## PROBLEM DETAILS
Starting from the first line below, count the lines carrying the string "water" and answer with the count by itself.
** Opening INFORMATION block **
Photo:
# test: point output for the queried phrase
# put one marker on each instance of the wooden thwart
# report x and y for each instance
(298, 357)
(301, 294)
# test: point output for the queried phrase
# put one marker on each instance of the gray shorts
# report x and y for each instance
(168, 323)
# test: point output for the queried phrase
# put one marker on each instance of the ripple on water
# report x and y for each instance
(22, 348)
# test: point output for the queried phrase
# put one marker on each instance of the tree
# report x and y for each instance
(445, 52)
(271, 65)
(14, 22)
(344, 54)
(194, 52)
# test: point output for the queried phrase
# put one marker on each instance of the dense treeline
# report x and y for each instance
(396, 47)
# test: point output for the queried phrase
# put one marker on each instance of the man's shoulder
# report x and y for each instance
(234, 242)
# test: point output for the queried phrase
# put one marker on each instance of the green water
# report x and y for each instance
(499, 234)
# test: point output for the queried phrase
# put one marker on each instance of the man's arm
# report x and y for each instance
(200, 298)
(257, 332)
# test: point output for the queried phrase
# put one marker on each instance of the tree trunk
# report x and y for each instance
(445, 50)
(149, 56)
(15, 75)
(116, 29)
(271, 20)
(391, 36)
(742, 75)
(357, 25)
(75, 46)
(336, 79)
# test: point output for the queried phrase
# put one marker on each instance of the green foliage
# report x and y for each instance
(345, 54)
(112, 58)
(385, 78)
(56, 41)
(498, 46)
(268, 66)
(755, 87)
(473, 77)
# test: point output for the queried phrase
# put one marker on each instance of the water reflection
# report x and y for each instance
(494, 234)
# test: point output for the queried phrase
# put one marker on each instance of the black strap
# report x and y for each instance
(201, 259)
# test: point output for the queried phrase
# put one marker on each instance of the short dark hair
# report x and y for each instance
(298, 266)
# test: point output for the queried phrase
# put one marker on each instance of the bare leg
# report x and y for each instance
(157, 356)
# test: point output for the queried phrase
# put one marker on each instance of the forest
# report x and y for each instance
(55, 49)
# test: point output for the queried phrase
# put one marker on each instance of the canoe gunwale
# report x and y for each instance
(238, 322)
** Closing INFORMATION block **
## RESPONSE BOX
3